(Collected data)
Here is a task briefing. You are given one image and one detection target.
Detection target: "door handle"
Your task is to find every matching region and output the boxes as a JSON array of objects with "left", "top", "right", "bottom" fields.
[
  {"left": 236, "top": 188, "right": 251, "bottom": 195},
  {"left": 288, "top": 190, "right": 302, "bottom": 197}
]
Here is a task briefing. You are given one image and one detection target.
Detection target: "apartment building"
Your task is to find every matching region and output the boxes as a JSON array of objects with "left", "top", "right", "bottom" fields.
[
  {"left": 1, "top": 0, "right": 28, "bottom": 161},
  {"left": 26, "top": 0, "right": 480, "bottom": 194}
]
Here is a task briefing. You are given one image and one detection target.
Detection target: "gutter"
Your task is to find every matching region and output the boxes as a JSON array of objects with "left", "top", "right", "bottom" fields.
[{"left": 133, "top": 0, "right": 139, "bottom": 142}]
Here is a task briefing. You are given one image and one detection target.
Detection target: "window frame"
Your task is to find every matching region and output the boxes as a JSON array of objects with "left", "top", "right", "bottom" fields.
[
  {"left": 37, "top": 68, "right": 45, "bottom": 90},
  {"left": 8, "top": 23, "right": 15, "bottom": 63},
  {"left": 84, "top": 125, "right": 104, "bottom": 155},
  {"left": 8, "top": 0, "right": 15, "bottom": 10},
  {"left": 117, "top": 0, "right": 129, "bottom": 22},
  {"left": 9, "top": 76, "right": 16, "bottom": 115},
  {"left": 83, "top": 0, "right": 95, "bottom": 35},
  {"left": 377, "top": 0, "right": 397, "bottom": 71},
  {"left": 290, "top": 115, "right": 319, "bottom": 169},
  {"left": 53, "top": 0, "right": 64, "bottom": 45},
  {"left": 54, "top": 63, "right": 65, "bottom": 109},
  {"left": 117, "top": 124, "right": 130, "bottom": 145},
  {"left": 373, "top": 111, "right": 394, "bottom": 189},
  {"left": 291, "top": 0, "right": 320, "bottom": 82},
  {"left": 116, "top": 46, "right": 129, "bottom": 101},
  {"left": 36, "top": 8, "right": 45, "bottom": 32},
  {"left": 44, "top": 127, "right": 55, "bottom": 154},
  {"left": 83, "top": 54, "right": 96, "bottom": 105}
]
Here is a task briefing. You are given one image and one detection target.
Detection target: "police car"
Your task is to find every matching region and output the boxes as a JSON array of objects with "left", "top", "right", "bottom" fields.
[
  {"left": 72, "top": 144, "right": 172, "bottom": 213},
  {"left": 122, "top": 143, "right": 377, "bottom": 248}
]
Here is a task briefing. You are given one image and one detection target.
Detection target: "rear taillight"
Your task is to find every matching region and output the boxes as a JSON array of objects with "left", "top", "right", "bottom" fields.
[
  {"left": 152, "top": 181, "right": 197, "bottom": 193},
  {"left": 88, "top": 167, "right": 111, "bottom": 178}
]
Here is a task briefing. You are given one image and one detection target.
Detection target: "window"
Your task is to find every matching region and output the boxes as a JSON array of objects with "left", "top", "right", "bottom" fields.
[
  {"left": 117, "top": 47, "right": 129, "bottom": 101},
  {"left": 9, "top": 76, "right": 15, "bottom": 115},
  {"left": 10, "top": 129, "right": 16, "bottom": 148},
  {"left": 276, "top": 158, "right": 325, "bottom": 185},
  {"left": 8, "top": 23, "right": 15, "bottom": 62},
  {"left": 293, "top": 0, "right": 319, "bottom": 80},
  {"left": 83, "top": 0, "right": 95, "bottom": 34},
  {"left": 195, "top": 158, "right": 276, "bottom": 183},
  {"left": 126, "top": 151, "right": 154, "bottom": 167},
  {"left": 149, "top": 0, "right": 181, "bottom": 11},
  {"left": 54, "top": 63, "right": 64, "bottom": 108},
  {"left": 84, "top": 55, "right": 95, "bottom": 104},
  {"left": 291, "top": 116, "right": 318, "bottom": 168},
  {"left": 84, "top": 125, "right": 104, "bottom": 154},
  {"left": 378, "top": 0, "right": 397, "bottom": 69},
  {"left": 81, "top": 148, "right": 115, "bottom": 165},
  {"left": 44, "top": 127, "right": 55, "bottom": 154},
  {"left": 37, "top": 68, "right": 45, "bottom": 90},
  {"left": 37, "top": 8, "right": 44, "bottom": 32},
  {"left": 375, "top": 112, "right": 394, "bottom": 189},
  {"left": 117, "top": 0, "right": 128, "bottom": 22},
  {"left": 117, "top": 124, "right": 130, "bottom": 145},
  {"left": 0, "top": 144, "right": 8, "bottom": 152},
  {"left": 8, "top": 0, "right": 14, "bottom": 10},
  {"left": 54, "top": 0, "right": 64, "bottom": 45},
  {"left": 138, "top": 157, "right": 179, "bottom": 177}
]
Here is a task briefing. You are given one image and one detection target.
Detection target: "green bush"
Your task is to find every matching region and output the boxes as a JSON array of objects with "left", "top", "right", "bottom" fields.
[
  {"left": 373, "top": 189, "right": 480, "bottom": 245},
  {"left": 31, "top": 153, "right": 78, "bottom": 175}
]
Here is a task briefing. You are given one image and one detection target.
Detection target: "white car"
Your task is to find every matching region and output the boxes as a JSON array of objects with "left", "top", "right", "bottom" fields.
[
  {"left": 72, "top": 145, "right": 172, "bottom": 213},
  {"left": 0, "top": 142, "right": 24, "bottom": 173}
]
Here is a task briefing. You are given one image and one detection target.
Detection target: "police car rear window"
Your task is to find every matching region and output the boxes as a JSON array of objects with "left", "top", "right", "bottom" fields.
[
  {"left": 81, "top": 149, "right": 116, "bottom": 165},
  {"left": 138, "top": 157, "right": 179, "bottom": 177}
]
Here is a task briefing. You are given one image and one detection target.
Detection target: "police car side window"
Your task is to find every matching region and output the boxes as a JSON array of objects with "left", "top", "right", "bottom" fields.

### WORK ITEM
The answer must be all the lines above that hold the word "police".

### RESPONSE TO THE TASK
Detection target: "police car"
Detection target: "police car rear window"
Detection target: "police car side window"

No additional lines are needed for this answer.